Text shown ::

== Segment start ==

Prerequisites for the installation of EAGER

Operating System Support

Linux

EAGER has been successfully tested on several types of operating systems, supporting the underlying tools and methods. These include several flavours of Linux based operating systems including Debian ‘Jessie’, Ubuntu 16.04 LTS, CentOS 7 and ArchLinux.

Mac OSX

The pipeline can be installed and configured on Mac OSX 10.x as well, however some of the tools used by EAGER are stating that they might be unstable on OSX. Therefore, we do not recommend to run the pipeline directly on OSX, but instead rely on a Linux workstation, cluster or the usage of our Docker based EAGER image instead, which is running perfectly fine on OSX as well.

Windows

Note

There are currently no plans to support Windows as a operating system.

Merely, this is a limitation posed not by EAGER itself, but rather of many of the underlying tools which are not running on Windows and have been developed for Linux based operating systems.

== Segment end ==

Task instructions ::
**a.** According to the EAGER prerequisites text, which Linux distributions has EAGER been tested on?
**b.** Extend the EAGER prerequisites text, starting after its final sentence about Windows.
The rows after this point have no connection to the EAGER prerequisites text.

Data supplied ::
== Segment start ==

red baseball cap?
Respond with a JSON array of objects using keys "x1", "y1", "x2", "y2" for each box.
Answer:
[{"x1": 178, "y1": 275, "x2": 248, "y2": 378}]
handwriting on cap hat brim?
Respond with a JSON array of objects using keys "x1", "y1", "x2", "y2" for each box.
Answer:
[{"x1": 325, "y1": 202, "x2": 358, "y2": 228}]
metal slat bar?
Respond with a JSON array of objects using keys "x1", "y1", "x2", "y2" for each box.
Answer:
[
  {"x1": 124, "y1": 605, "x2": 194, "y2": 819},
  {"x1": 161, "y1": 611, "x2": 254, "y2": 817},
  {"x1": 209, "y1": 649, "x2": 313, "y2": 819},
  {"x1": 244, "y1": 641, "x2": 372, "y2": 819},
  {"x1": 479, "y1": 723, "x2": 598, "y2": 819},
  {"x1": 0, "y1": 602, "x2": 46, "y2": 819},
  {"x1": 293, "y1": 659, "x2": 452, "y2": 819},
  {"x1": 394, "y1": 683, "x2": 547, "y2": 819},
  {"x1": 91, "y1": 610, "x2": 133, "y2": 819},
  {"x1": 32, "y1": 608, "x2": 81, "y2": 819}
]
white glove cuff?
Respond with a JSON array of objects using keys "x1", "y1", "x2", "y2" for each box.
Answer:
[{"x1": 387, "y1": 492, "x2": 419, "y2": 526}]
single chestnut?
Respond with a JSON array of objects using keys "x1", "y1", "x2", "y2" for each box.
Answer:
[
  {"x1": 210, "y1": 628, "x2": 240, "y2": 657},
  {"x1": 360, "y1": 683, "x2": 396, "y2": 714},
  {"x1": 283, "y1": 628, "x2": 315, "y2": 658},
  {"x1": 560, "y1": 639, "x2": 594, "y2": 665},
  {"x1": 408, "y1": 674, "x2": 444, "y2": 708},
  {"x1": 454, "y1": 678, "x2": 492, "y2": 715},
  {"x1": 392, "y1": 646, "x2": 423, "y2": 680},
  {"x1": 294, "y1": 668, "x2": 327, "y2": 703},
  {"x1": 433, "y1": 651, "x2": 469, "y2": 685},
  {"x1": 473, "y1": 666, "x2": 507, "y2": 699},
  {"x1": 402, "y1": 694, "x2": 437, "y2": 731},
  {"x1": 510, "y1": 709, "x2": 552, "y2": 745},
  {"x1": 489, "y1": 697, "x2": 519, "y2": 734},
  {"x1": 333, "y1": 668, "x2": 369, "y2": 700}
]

== Segment end ==

Responses to the tasks ::
**a.** Debian 'Jessie', Ubuntu 16.04 LTS, CentOS 7 and ArchLinux.

**b.**
Software Requirements for EAGER

Docker Image Based Installation

You will only need to install Docker on your host system. There are several manuals available to install and run docker on your machine, depending on your operating system. Note that this is the only supported installation method on OSX and Windows host machines.

  • For Linux, look up the installation manual here
  • For OSX, look up the installation manual here
  • For Windows, look up the installation manual here

Furthermore, you will need to install the Docker compose framework to make installation and maintenance of the Docker infrastructure easier. Furthermore, you will need Git on your system.

Note

The usage of Docker on both OSX and Windows machines is relying on virtualization technology. This means that you will experience a performance drawback of roughly 10-20% compared to a native installation on a similar Linux machine. This is not specific to EAGER, but to the Windows operating system and Docker connection between the host and guest system.

Direct Host Installation

You will need to have a running Linux machine (e.g. Ubuntu 16.04, ArchLinux, OpenSuSe, RedHat or CentOS), ideally in a 64bit flavor installed and running. Administrative rights are not required, but may make the installation of tools easier. Afterwards, follow the installation instructions in the advanced section.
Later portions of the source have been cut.